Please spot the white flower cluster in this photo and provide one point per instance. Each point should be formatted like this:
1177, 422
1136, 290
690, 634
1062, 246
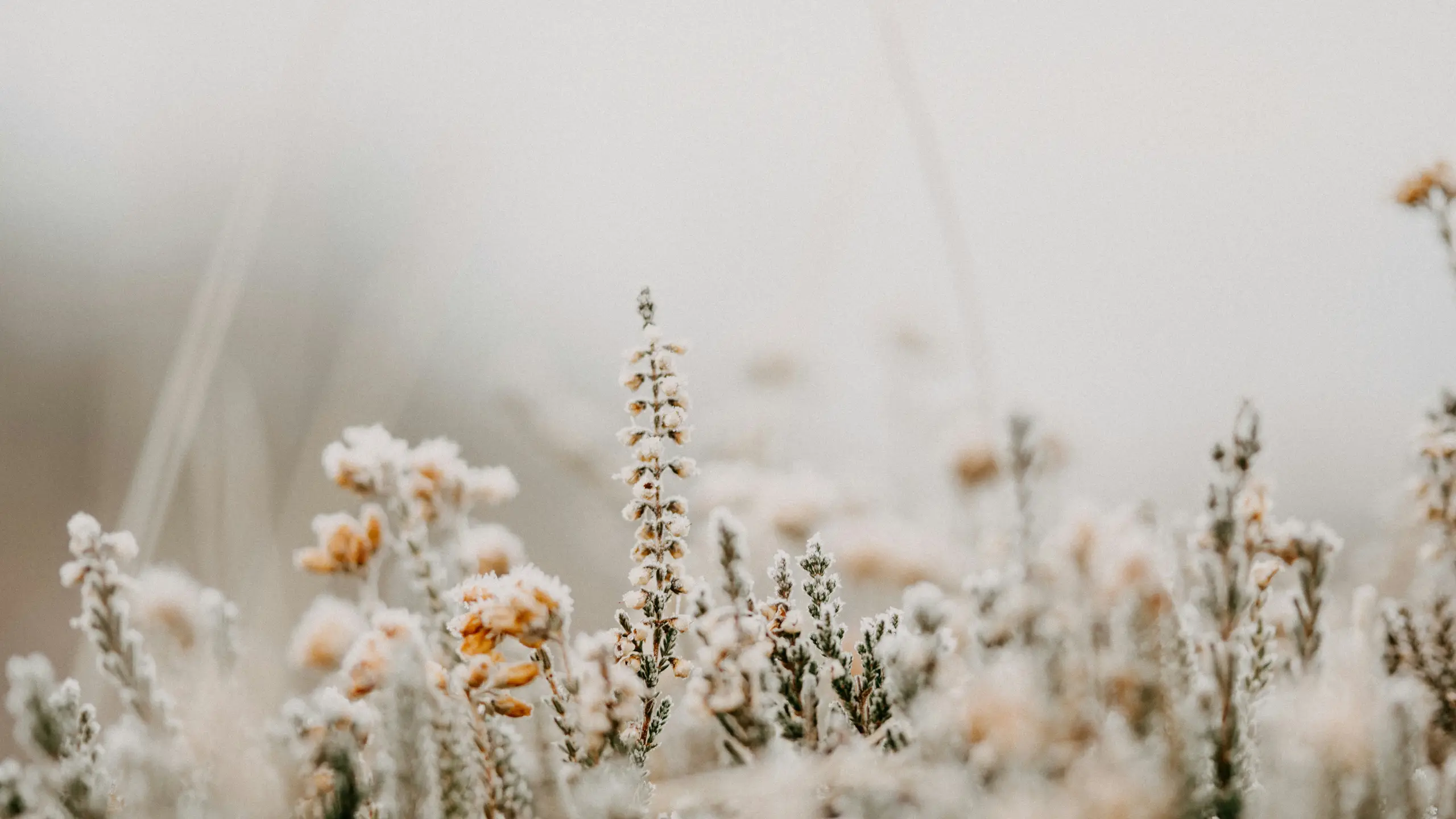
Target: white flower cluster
659, 579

######

- **Required work**: Quote the material exactly. Pictures stay out.

- **Solution for this exercise**:
Please spot the white flower cluster in this photo and provide one point per instance. Each point should be formatted like this:
1177, 422
1136, 290
690, 634
1062, 246
Target: white flower cluster
659, 579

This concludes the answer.